- **ASSIGNMENT**
Would you please set down the lines of the data from the one containing "PLACE = a dot" to the final line, exactly and only those?

- **INFORMATION**
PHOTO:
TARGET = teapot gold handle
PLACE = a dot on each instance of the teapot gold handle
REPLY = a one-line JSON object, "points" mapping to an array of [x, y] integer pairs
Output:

- **FINISHED TASK**
PLACE = a dot on each instance of the teapot gold handle
REPLY = a one-line JSON object, "points" mapping to an array of [x, y] integer pairs
Output:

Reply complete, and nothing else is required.